**Extrait du texte:**
Crillon refusa d'assassiner le duc de Guise,(1), mais il offrit à Henri III de se battre contre lui. Après la Saint-Barthélemi, Charles IX ayant écrit à tous les gouverneurs de faire massacrer les huguenots, le vicomte d'Orte, qui commandait dans Bayonne, écrivit au roi ( a ) : « Sire, je n'ai trouvé, parmi les habitans et les gens de guerre, que de bons citoyens, de braves soldats, et pas un bourreau; ainsi eux et moi nous supplions votre majesté d'employer nos bras et nos vies à choses faisables. » Ce grand et généreux courage regardait une lâcheté comme une chose impossible.

**Série d'exercices:**
[1] Résumez l'extrait historique en deux phrases.
[2] Rédigez la suite de l'extrait historique à partir de sa dernière phrase, s'il vous plaît.
Les entrées n'ont aucun rapport avec l'extrait historique.

Données extraites d'une collection:
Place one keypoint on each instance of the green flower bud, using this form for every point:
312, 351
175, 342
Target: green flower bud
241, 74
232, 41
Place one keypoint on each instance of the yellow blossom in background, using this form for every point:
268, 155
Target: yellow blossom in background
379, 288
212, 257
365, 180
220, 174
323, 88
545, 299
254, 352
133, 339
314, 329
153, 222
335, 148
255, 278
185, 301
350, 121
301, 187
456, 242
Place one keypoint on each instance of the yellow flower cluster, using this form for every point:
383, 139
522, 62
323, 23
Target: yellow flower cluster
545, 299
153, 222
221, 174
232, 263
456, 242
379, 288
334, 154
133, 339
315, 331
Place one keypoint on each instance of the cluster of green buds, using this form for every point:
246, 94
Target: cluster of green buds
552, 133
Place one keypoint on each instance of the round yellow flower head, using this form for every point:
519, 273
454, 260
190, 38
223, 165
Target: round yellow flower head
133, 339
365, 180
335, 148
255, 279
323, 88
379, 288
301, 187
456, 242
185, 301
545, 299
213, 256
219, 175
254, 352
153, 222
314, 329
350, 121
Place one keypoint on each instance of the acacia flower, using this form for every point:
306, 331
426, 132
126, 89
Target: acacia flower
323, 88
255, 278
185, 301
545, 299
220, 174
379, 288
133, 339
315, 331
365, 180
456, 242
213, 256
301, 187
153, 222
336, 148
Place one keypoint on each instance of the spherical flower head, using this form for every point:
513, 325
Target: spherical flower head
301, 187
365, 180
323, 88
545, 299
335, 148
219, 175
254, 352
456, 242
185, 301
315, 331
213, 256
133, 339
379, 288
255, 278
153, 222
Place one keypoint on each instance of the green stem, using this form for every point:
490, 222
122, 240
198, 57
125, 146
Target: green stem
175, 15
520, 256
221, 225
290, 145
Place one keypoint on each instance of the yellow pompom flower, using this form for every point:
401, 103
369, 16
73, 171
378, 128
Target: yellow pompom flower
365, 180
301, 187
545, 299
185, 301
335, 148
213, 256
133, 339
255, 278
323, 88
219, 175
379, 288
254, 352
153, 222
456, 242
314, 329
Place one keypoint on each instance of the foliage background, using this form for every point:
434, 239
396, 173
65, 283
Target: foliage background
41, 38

**Réponses aux exercices:**
[1] Crillon refusa d'assassiner le duc de Guise, mais proposa à Henri III de se battre contre lui. Après la Saint-Barthélemi, quand Charles IX ordonna aux gouverneurs de faire massacrer les huguenots, le vicomte d'Orte, qui commandait dans Bayonne, répondit au roi qu'il n'avait trouvé que de bons citoyens et de braves soldats, pas un bourreau, et le supplia d'employer leurs bras et leurs vies à des choses faisables.

[2]
Il n'y a rien que l'honneur prescrive plus à la noblesse que de servir le prince à la guerre (2): en effet, c'est la profession distinguée, parce que ses hasards, ses succès, et ses malheurs mêmes, conduisent à la grandeur. Mais, en imposant cette loi, l'honneur veut en être l'arbitre; et, s'il se trouve choqué, il exige ou permet qu'on se retire chez soi.

Il veut qu'on puise indifféremment aspirer aux

(1) Henri III en eût trouvé mille autres. L'honneur monarchique n'était pourtant point encore éteint.

(a) Voyez l'Histoire de d'Aubigné.

(2) Est-ce bien à l'honneur qu'on doit attribuer ces maximes?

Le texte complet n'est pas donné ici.